----- Material to process -----

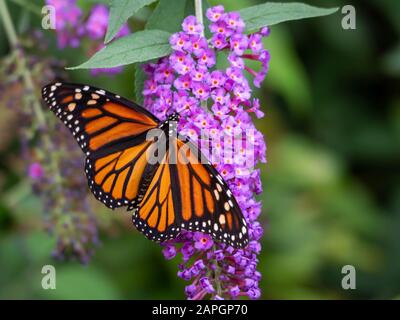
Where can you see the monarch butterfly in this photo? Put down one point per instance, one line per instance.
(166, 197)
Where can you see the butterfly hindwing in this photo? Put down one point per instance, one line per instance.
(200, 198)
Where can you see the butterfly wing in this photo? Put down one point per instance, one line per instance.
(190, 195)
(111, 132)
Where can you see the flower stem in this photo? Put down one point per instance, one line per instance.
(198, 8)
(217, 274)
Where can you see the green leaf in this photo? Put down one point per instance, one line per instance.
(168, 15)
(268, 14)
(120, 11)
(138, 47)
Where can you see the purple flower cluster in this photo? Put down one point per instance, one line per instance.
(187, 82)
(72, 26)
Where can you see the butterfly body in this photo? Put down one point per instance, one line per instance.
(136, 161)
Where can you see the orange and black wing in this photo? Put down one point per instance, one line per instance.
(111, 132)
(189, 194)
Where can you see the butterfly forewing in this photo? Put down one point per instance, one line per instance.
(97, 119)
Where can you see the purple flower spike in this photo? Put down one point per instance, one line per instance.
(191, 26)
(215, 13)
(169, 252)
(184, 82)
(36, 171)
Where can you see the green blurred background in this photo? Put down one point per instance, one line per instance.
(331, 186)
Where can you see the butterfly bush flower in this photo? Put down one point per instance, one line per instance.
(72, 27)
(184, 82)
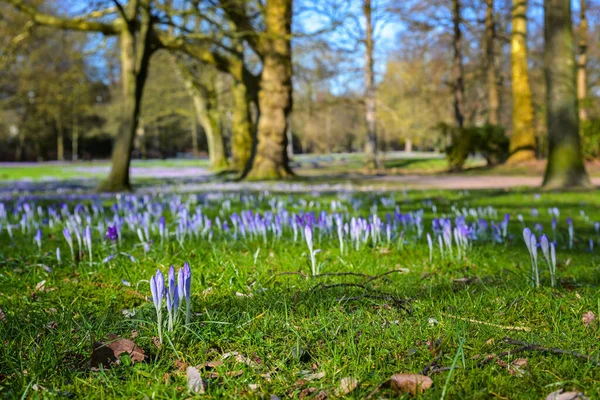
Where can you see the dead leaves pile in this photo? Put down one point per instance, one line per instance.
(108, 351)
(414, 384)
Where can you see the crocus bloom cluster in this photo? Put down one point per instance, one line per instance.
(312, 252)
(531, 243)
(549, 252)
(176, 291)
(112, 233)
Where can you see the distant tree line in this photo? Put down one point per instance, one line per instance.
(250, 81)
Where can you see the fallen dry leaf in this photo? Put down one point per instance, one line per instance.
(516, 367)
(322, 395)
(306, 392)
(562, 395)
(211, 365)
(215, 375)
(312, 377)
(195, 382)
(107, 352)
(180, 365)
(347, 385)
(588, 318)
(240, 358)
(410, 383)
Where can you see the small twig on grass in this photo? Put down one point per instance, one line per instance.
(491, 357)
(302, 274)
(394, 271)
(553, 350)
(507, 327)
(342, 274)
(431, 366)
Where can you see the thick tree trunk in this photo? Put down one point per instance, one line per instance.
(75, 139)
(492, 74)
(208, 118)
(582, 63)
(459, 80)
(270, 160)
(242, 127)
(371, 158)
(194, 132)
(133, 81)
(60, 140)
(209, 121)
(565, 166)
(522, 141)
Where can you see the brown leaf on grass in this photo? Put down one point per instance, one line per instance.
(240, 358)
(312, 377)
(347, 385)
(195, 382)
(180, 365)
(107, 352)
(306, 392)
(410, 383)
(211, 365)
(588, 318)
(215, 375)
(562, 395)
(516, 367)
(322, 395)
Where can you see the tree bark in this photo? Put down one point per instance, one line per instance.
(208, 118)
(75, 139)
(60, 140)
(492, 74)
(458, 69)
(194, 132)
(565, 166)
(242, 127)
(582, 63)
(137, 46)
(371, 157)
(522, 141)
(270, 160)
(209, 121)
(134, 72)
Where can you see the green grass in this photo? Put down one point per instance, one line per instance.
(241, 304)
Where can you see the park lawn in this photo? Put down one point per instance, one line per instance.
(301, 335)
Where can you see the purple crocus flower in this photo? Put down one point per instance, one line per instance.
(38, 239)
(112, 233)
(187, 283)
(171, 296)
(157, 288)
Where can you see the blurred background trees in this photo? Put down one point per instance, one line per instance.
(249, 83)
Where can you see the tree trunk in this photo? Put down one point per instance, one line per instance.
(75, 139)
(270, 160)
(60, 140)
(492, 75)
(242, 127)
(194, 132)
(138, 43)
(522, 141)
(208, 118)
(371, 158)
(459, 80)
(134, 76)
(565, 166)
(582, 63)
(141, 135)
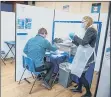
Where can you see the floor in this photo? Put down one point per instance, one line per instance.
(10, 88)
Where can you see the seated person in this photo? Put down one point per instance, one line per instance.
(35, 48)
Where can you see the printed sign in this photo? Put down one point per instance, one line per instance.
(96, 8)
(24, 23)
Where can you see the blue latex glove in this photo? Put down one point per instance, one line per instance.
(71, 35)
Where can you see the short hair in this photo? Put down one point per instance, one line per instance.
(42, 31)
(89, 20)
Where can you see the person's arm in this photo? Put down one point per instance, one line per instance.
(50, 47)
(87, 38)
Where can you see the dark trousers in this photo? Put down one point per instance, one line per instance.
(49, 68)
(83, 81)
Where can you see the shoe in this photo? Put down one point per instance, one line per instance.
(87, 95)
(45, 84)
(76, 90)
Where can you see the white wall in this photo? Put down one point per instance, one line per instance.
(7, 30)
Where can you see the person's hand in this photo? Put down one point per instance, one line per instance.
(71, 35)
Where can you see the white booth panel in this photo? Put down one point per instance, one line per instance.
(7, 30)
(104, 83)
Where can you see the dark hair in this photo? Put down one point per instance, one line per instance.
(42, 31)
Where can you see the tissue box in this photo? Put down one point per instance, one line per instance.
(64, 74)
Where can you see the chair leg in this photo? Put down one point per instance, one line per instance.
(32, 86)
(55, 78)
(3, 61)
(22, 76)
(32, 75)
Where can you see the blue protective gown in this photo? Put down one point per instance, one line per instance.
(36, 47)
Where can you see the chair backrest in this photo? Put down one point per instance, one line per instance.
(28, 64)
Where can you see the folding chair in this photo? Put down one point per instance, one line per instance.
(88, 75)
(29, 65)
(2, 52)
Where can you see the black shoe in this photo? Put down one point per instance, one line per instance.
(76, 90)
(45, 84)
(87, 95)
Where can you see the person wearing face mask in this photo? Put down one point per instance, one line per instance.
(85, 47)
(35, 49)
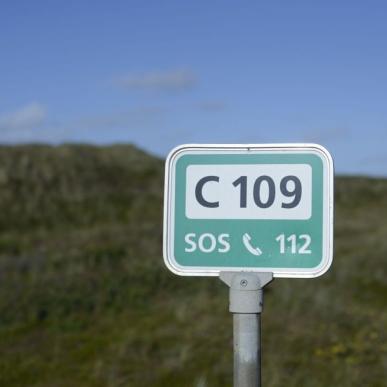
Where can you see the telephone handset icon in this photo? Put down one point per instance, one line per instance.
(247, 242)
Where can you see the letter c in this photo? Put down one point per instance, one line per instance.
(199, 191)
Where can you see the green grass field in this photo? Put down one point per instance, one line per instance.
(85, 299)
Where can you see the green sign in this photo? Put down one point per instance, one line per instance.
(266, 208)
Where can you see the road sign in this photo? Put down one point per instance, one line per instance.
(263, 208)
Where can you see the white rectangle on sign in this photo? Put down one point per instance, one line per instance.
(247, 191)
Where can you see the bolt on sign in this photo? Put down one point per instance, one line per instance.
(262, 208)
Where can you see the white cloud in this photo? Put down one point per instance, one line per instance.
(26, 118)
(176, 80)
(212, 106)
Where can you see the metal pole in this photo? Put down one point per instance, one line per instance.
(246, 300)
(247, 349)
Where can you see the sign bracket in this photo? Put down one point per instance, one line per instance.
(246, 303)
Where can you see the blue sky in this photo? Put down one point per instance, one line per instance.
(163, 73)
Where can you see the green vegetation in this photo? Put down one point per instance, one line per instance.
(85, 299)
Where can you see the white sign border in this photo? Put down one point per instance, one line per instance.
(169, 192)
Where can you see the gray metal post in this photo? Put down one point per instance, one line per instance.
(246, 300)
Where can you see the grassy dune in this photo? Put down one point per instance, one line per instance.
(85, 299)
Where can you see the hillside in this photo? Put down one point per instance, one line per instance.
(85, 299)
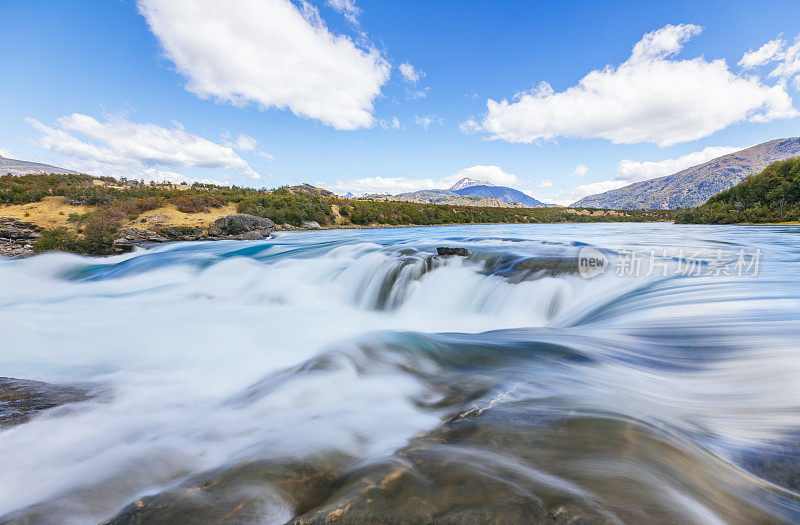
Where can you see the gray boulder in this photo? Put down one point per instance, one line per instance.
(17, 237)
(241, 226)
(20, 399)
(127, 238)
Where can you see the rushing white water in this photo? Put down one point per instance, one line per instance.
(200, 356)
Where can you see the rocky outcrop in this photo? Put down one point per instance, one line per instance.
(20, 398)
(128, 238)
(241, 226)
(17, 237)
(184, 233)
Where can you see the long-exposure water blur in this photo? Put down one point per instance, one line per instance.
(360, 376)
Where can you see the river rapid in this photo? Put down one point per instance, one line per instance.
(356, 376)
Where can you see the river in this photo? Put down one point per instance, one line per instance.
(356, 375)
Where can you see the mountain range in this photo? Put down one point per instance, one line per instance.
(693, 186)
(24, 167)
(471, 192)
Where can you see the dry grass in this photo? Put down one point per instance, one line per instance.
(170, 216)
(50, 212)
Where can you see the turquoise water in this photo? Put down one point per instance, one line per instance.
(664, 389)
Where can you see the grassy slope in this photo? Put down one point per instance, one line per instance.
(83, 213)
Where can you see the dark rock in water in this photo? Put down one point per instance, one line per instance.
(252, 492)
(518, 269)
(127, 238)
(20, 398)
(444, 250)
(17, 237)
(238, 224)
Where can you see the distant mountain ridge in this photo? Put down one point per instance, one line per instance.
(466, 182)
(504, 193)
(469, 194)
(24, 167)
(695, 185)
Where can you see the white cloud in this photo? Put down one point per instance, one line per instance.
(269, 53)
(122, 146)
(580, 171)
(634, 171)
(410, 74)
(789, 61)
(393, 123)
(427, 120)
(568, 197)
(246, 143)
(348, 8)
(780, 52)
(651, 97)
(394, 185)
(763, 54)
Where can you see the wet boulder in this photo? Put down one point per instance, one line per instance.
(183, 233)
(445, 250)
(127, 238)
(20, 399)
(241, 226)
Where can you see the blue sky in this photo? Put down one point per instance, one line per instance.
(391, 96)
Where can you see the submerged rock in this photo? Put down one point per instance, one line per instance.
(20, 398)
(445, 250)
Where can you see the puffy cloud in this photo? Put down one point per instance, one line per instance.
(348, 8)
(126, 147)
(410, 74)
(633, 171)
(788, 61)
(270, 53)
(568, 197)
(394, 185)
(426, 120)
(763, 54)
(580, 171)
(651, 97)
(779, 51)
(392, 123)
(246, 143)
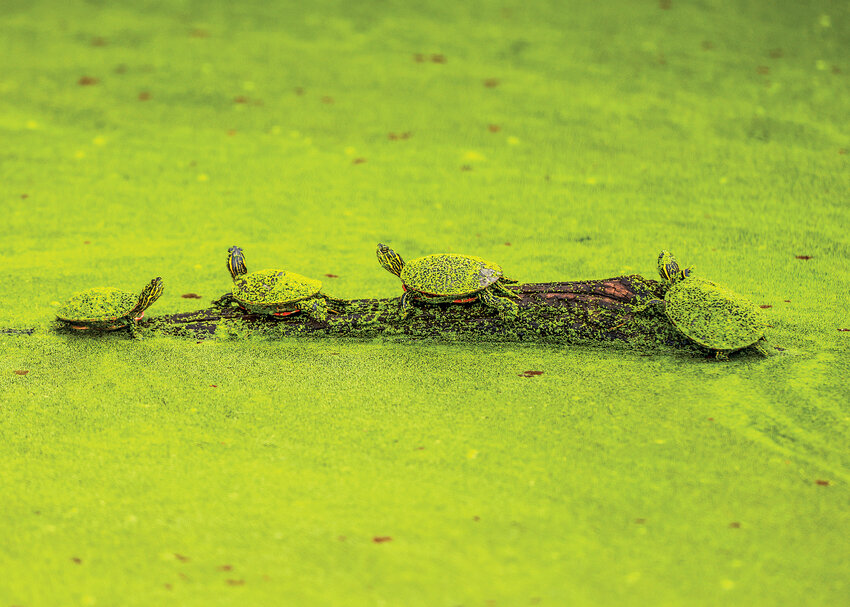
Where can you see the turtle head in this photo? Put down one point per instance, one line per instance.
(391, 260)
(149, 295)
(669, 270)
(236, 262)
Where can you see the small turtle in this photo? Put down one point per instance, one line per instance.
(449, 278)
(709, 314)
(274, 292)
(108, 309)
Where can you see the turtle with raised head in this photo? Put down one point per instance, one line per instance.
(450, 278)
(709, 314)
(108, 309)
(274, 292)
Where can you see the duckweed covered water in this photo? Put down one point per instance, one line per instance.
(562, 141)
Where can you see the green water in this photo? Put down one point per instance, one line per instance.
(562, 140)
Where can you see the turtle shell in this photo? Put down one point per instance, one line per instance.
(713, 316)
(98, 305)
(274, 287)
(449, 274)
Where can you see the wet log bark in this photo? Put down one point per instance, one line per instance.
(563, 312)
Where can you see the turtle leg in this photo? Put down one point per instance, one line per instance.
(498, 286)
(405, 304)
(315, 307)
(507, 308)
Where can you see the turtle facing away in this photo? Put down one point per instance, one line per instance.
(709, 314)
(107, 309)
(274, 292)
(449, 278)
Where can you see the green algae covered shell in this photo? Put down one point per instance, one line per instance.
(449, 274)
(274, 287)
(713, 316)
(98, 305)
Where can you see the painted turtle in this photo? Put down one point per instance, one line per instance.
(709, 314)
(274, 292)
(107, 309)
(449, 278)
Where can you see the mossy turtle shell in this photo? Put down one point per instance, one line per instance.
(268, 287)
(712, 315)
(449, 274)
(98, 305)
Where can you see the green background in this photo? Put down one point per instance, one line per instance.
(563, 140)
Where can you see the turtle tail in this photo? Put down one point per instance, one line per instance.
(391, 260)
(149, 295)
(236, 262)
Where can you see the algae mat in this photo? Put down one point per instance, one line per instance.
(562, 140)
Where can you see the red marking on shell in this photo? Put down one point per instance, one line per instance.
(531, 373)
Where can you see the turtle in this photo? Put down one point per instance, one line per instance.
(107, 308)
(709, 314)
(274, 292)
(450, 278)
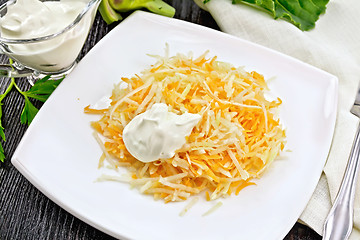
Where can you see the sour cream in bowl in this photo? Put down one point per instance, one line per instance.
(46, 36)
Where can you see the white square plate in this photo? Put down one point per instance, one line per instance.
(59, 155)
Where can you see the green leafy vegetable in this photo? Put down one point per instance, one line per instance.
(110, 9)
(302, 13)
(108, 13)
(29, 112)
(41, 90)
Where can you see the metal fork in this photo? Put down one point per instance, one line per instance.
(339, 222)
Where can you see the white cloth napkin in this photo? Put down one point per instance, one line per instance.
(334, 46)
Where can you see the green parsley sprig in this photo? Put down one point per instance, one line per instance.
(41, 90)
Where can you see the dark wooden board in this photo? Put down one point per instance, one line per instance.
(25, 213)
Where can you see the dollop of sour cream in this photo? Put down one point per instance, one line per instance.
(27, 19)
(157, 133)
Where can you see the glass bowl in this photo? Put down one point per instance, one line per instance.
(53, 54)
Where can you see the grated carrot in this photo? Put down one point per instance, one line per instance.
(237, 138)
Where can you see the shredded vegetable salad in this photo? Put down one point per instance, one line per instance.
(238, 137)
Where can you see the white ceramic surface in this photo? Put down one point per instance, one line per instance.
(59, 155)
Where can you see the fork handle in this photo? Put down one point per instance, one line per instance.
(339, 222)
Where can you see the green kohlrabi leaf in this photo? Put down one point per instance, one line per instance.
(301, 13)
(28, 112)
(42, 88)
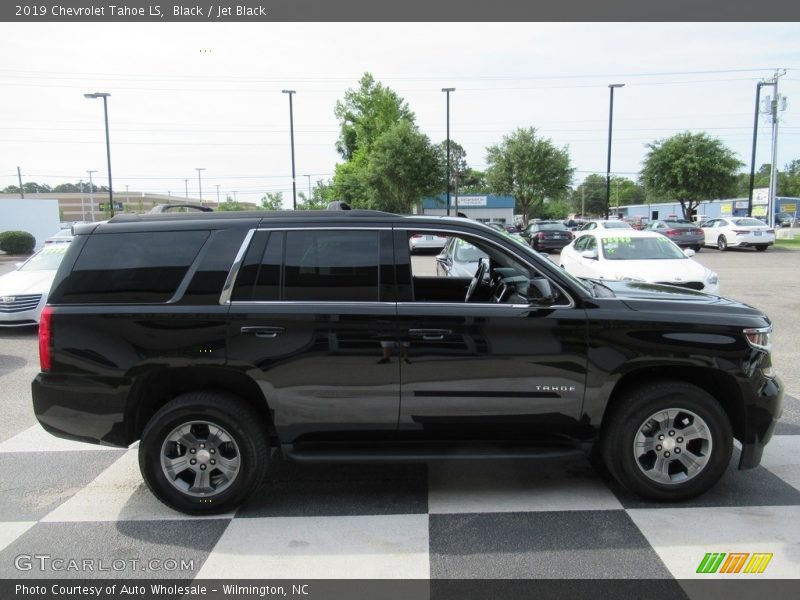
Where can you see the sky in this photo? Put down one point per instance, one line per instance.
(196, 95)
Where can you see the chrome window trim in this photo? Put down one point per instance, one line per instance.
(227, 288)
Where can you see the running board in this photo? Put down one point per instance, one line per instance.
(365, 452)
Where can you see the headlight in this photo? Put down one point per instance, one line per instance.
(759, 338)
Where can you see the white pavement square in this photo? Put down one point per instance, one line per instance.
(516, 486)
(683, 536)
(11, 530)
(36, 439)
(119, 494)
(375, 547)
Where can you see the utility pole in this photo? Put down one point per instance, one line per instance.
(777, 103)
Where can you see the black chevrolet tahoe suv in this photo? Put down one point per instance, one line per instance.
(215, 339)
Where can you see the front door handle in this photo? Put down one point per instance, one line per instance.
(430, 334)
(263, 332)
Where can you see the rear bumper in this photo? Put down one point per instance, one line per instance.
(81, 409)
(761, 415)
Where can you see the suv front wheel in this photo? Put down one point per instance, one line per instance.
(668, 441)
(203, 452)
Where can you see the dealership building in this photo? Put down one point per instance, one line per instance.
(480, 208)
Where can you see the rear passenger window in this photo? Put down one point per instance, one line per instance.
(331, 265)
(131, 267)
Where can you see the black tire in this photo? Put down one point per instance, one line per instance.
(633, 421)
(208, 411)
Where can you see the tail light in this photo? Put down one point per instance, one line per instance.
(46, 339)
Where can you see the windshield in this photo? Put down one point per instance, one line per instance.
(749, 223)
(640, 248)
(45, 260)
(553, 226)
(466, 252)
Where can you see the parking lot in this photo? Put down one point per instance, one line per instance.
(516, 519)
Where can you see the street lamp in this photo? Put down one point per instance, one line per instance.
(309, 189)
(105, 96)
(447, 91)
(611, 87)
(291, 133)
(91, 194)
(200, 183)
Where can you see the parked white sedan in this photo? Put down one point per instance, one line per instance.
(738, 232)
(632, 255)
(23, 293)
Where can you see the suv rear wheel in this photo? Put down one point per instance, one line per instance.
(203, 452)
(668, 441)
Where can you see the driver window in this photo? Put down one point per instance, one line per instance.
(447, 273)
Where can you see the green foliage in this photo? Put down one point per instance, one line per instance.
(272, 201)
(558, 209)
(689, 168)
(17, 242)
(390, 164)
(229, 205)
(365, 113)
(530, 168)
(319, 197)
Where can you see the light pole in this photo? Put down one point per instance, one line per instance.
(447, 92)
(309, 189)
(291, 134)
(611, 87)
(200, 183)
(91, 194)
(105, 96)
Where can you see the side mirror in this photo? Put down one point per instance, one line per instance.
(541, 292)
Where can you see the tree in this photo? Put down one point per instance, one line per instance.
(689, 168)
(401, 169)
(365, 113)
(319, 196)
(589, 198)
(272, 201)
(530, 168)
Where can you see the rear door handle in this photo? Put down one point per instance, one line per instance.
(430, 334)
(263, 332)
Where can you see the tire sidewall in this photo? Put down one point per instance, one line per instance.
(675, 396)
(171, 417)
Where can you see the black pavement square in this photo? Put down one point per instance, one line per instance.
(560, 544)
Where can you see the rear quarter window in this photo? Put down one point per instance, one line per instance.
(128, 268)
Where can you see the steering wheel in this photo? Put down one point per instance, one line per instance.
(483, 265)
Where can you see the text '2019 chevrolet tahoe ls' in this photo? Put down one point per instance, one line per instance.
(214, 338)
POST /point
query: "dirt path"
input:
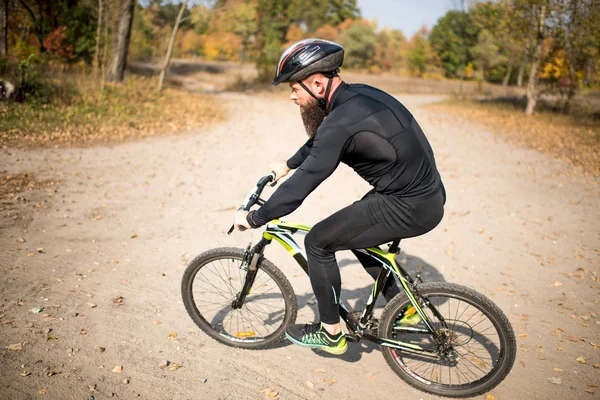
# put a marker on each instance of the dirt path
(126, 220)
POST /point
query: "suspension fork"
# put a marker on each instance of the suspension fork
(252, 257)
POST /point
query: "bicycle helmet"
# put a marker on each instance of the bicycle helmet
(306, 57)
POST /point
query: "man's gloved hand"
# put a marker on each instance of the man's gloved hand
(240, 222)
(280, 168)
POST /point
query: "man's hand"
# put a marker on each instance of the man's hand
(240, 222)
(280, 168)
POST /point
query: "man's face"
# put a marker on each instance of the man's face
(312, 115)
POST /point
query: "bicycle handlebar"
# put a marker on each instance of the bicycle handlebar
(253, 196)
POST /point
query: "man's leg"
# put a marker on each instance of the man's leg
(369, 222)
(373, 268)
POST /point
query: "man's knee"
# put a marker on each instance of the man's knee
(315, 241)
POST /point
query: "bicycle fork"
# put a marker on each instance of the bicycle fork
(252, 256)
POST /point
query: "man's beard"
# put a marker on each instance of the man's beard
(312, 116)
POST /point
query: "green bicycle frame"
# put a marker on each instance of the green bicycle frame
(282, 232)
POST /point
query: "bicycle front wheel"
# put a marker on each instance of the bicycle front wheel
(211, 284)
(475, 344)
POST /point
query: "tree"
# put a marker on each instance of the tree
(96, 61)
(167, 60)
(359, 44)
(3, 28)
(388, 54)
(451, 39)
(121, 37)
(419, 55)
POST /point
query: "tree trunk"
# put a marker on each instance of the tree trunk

-----

**Task item:**
Output exactly the lines of the data that run from the one containing "# put a marker on each instance of the man's beard" to the very last line, and no others.

**Answer for the task:**
# put a marker on each instance of the man's beard
(312, 116)
POST /point
query: "green bicycle frame"
# put a marker on each instance of the green bicycle frame
(282, 232)
POST /point
query: "bicycle front wheel"
# put a marker on each instance of the bicycle front wheel
(211, 284)
(475, 344)
POST /point
query: "tree"
# put a marker on each instance of the tree
(96, 61)
(167, 60)
(359, 44)
(3, 28)
(388, 54)
(451, 39)
(121, 37)
(419, 55)
POST /point
query: "tree trunk"
# put a marker on each instance of the tree trunk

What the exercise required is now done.